TASK GOAL: Shift every bounding-box coordinate in the answers up by 64 and write out the stretch from the start of the records through the line containing "xmin=28 ymin=214 xmax=180 ymax=303", keeping every other line as it is. Leave the pictures out of your answer.

================================

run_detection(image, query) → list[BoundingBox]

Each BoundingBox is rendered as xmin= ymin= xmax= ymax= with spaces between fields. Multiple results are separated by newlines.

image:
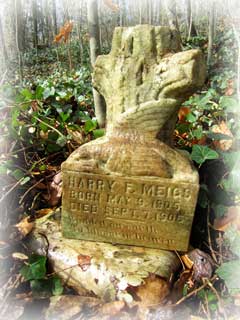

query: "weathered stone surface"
xmin=62 ymin=25 xmax=205 ymax=250
xmin=62 ymin=171 xmax=198 ymax=251
xmin=28 ymin=214 xmax=180 ymax=303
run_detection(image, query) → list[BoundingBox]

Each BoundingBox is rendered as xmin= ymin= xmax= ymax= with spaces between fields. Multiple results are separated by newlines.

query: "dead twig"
xmin=172 ymin=275 xmax=217 ymax=307
xmin=204 ymin=279 xmax=228 ymax=320
xmin=207 ymin=205 xmax=218 ymax=265
xmin=19 ymin=178 xmax=45 ymax=204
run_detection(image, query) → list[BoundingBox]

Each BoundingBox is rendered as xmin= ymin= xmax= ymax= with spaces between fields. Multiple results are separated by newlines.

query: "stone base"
xmin=29 ymin=214 xmax=180 ymax=302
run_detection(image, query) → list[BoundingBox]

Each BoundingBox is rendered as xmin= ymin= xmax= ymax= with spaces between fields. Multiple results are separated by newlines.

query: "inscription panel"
xmin=62 ymin=171 xmax=198 ymax=251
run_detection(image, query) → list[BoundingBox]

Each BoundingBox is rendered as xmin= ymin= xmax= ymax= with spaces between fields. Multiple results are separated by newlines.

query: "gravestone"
xmin=62 ymin=25 xmax=205 ymax=251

================================

EXPECTED ANSWER:
run_detection(image, query) → list[BoundingBox]

Each BoundingBox is rendered as xmin= ymin= xmax= ymax= with spaces between fields. Multiple results are separated by newlines.

image:

query: "weathered stone surface"
xmin=126 ymin=89 xmax=269 ymax=314
xmin=126 ymin=235 xmax=262 ymax=315
xmin=92 ymin=278 xmax=244 ymax=367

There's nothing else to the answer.